**Problems to work on:**
1. Based on the mayonnaise letter below, decide whether each statement agrees with it: (a) the post first appeared on Long Awkward Pause; (b) the writer intends to keep things formal; (c) the sandwich left the writer's appetite satisfied. Answer yes or no for each and quote the words that decide it.
2. Shorten the paragraph of the mayonnaise letter below that begins "I’ll drop the formalities," keeping its main facts.
3. Write the next part of the mayonnaise letter below, starting after its final sentence.
======== Source excerpt
Ramblings From an Apathetic Adult Baby

From Justin Gawel: Eccentric Dirtbag

Tag Archives: comedy

An Unacceptable Amount of Mayonnaise

This post originally appeared on Long Awkward Pause.   They’re a fun bunch who I contribute to sporadically and whose site is fun to peruse.

 

 

Dear Mr. James of the Family John,

 

I’ll drop the formalities, Jimmy John; I’m going to be frank. Yesterday I thought I ordered a sandwich, but upon unwrapping the culinary atrocity you’d delivered I found nothing except disappointment and confusion—much like a child tearing open a birthday present only to find this year’s edition of Quicken. What I received was no sandwich; it was more akin to a small raft of bread floating atop a congealed caloric ocean on its voyage to Type II diabetes.

 

My appetite was gone, but not satiated.
================
======== Items
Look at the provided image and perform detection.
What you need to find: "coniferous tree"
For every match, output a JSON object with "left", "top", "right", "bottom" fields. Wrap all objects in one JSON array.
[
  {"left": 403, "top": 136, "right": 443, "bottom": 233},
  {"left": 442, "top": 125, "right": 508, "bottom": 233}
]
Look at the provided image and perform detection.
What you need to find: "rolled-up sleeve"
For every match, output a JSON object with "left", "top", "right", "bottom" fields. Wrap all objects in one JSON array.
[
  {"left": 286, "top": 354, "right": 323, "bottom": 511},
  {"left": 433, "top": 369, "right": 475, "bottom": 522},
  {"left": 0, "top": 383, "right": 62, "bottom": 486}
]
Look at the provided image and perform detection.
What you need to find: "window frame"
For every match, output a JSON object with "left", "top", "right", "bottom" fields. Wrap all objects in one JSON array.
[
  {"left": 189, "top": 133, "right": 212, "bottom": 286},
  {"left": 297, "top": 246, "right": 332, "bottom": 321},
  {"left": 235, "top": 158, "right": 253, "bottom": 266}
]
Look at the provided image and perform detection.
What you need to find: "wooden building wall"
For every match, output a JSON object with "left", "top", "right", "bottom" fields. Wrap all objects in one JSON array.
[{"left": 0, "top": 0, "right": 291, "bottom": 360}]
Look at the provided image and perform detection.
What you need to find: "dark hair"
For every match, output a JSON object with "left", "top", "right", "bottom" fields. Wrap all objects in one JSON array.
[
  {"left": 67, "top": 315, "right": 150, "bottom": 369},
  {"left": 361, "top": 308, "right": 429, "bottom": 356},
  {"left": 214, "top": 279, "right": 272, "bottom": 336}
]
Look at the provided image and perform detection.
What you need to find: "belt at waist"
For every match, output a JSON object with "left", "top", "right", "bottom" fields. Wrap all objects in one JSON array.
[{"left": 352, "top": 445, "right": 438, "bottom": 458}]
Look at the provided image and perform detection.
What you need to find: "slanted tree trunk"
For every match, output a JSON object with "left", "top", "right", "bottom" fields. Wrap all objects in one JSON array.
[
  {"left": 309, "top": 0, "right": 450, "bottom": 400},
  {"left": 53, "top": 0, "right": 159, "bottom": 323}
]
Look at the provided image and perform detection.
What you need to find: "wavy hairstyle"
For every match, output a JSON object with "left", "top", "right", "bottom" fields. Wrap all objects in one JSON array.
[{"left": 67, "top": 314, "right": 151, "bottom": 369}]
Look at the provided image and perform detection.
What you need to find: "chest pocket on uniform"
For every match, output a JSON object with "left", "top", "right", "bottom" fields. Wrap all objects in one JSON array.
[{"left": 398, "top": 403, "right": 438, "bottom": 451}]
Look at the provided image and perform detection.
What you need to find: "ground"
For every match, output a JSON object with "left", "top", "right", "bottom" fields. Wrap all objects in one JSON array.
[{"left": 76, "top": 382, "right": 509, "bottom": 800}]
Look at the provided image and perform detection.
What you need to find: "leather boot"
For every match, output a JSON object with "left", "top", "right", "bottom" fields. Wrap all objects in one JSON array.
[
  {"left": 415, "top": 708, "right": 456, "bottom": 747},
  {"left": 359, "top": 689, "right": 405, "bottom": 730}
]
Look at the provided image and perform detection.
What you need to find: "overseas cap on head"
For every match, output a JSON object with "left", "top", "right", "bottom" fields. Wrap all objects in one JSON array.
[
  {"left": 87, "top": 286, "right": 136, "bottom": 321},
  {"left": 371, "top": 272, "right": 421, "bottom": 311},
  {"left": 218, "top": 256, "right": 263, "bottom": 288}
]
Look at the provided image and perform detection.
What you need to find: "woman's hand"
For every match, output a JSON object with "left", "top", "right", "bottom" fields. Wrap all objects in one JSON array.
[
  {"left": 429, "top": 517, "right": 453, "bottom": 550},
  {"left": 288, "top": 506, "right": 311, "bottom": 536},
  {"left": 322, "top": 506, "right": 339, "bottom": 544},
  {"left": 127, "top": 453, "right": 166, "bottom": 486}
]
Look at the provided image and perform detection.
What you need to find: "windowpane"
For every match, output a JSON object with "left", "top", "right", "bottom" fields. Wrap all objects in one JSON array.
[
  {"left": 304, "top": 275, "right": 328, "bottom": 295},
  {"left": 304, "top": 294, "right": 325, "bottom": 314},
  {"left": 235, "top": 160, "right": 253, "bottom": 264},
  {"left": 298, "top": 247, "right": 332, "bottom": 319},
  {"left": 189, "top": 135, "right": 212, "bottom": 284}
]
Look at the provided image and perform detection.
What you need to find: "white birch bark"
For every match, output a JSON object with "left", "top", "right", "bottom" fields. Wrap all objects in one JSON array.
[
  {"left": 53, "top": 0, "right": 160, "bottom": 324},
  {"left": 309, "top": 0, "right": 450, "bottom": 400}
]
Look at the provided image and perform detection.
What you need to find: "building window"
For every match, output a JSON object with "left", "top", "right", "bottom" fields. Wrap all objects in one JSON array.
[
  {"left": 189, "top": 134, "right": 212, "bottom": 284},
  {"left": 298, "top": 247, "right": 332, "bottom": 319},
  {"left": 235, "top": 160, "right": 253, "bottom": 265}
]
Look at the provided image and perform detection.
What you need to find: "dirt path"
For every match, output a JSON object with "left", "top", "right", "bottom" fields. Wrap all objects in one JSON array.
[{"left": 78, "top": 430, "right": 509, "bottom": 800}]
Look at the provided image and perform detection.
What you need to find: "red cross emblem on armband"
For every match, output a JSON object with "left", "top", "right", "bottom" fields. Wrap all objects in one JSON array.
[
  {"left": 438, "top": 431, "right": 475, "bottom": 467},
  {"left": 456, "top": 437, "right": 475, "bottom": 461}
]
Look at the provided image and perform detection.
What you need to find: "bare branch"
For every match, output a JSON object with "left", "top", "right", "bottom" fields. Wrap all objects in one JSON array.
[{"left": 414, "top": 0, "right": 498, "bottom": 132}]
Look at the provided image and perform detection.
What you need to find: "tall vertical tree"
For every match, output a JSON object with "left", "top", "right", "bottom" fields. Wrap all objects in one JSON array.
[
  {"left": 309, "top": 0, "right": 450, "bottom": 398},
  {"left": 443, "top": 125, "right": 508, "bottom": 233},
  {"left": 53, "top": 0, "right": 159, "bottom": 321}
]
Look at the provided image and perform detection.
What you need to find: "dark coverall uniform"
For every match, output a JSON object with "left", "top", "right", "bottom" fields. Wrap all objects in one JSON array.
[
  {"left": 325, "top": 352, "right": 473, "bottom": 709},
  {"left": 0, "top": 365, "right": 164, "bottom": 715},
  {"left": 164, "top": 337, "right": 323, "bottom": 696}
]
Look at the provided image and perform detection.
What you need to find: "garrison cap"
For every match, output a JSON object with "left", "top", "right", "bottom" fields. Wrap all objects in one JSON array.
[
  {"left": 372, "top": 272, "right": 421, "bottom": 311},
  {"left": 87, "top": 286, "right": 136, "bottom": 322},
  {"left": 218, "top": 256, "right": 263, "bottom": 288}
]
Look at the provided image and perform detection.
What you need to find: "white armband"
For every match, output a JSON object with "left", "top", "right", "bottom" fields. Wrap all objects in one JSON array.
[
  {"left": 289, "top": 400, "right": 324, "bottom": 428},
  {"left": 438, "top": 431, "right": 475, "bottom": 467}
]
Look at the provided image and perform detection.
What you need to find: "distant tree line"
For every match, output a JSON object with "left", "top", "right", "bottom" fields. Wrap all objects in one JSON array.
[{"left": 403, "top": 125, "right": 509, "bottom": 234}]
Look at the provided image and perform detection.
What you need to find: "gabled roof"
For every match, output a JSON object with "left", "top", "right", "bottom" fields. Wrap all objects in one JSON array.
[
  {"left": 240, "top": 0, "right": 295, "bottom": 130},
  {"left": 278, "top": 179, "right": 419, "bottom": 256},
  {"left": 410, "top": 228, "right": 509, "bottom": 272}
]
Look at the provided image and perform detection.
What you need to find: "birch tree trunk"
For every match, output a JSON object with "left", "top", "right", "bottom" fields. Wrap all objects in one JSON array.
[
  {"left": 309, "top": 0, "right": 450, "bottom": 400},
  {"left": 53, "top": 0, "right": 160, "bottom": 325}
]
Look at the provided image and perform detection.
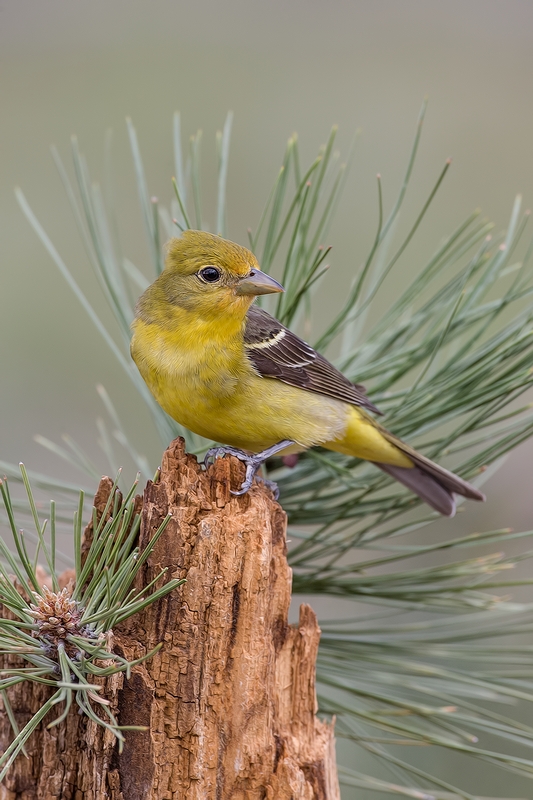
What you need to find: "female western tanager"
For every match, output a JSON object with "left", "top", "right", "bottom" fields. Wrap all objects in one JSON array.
[{"left": 131, "top": 230, "right": 485, "bottom": 516}]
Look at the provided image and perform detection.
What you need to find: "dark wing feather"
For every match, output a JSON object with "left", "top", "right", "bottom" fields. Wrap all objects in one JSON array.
[{"left": 244, "top": 306, "right": 381, "bottom": 414}]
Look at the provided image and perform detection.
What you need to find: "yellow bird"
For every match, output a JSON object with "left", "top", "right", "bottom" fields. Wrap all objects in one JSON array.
[{"left": 131, "top": 230, "right": 485, "bottom": 516}]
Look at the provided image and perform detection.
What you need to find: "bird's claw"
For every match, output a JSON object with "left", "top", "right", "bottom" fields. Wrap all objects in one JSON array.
[{"left": 204, "top": 439, "right": 294, "bottom": 500}]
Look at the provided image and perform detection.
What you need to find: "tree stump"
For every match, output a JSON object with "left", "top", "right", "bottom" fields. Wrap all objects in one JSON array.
[{"left": 0, "top": 439, "right": 340, "bottom": 800}]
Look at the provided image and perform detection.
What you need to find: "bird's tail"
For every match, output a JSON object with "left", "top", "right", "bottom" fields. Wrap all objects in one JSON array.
[{"left": 326, "top": 409, "right": 485, "bottom": 517}]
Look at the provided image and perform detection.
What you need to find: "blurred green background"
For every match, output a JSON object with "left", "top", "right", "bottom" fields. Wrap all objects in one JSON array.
[{"left": 0, "top": 0, "right": 533, "bottom": 797}]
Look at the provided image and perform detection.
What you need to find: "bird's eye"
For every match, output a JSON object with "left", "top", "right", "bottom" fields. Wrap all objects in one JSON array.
[{"left": 198, "top": 267, "right": 220, "bottom": 283}]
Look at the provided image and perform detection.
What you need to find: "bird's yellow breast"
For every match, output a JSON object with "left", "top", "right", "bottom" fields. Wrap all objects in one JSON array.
[
  {"left": 131, "top": 309, "right": 412, "bottom": 466},
  {"left": 131, "top": 310, "right": 349, "bottom": 452}
]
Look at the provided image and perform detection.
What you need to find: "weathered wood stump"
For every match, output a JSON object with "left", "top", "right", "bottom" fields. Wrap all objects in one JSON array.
[{"left": 0, "top": 439, "right": 340, "bottom": 800}]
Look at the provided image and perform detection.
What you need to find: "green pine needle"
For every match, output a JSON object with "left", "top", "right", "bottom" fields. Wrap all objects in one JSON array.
[
  {"left": 4, "top": 103, "right": 533, "bottom": 800},
  {"left": 0, "top": 464, "right": 184, "bottom": 782}
]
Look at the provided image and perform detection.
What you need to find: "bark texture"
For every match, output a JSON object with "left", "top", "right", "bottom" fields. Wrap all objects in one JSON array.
[{"left": 0, "top": 439, "right": 340, "bottom": 800}]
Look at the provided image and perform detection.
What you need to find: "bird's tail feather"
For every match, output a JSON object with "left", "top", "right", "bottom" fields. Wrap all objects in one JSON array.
[
  {"left": 375, "top": 431, "right": 485, "bottom": 517},
  {"left": 375, "top": 462, "right": 455, "bottom": 517}
]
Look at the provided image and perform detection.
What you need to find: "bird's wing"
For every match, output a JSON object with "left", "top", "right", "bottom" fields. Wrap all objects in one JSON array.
[{"left": 244, "top": 306, "right": 381, "bottom": 414}]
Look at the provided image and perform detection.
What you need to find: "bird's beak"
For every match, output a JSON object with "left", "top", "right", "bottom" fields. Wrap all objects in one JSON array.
[{"left": 235, "top": 269, "right": 285, "bottom": 297}]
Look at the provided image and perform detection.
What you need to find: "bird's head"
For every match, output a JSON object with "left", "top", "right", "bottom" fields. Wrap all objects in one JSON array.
[{"left": 147, "top": 230, "right": 283, "bottom": 317}]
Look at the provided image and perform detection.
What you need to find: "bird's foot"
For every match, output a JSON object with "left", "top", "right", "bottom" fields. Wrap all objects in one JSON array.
[{"left": 204, "top": 439, "right": 294, "bottom": 500}]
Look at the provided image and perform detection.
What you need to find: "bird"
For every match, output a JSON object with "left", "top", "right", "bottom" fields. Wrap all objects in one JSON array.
[{"left": 131, "top": 230, "right": 485, "bottom": 516}]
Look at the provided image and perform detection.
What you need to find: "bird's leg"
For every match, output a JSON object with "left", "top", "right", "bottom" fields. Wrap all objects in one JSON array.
[{"left": 204, "top": 439, "right": 295, "bottom": 500}]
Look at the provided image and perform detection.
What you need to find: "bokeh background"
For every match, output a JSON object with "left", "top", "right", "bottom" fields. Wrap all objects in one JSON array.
[{"left": 0, "top": 0, "right": 533, "bottom": 798}]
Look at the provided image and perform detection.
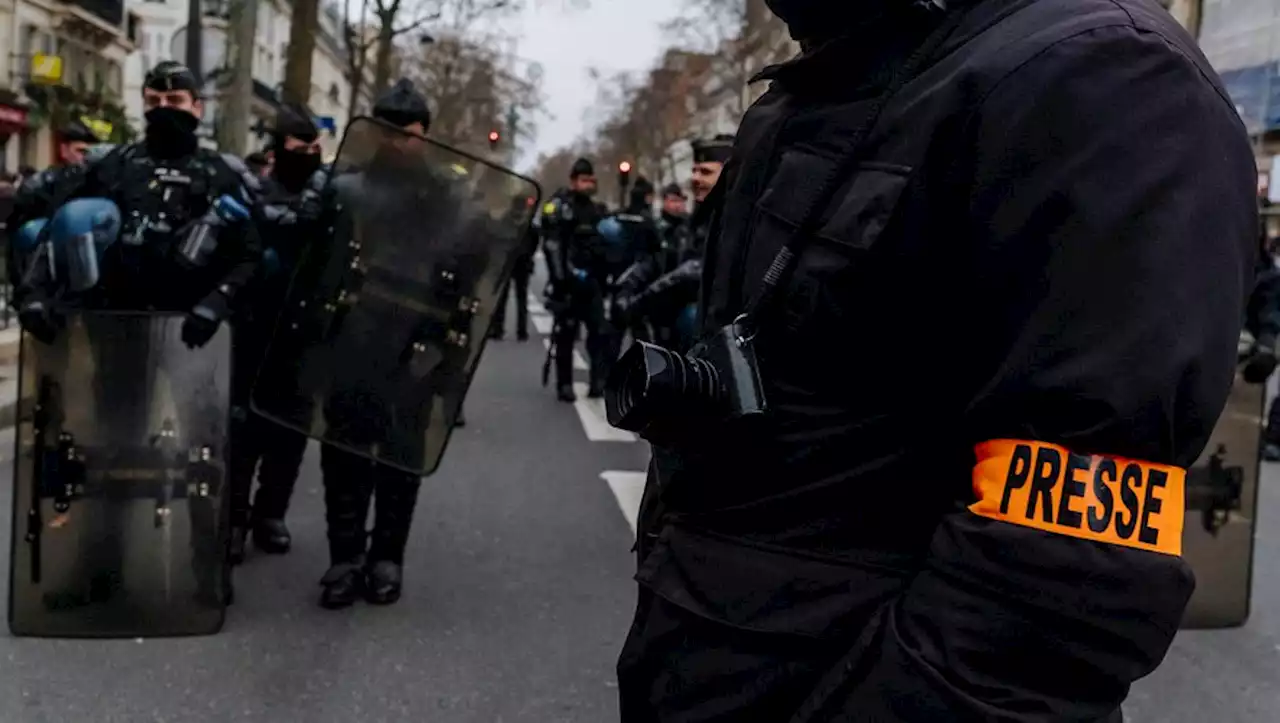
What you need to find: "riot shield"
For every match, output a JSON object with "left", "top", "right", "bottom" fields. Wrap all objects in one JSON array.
[
  {"left": 252, "top": 118, "right": 539, "bottom": 475},
  {"left": 9, "top": 312, "right": 232, "bottom": 637},
  {"left": 1183, "top": 363, "right": 1266, "bottom": 630}
]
================
**Exercise results:**
1.
(a) Yes: "This post originally appeared on Long Awkward Pause."
(b) No: "I’ll drop the formalities, Jimmy John; I’m going to be frank."
(c) No: "My appetite was gone, but not satiated."

2. Speaking frankly to Jimmy John, the writer says that the sandwich ordered yesterday brought only disappointment and confusion when unwrapped, like a child getting Quicken as a birthday present. It was not really a sandwich but a small raft of bread on a congealed, calorie-heavy ocean headed for Type II diabetes.

3.
The ratio was revolting. The term sandwich was inaccurate. Sandwich implies some bit of structural integrity when, in fact, this was just a coagulated mass. Out of context I’d have surmised it was industrial cafeteria waste or an interactive art project gone awry. Jimmy John, I wanted lunch not poor man’s potato salad, my non-mayonnaise toppings suspended within the gob like casualties in Attack of the Blob.

 

I immediately threw it out, needless to say. It’s now feeding the dumpster rats that lack self-control.

 

My cubicle’s carpet, though, will never regain its innocence.

 

I fear I’m being unfairly stereotyped, Jimmy John. I know I live in the Midwest. I know I’m part of the demographic that leads this nation in cheese-based restaurants and child heart attacks. I know we sell t-shirts that read “Flavor Country: We’ll Show Restraint When We’re Prematurely Dead.” But, Jimmy John, we’re not all Rascal-riding gluttons. Some of us view sandwiches as more than just vehicles to ingest mayonnaise.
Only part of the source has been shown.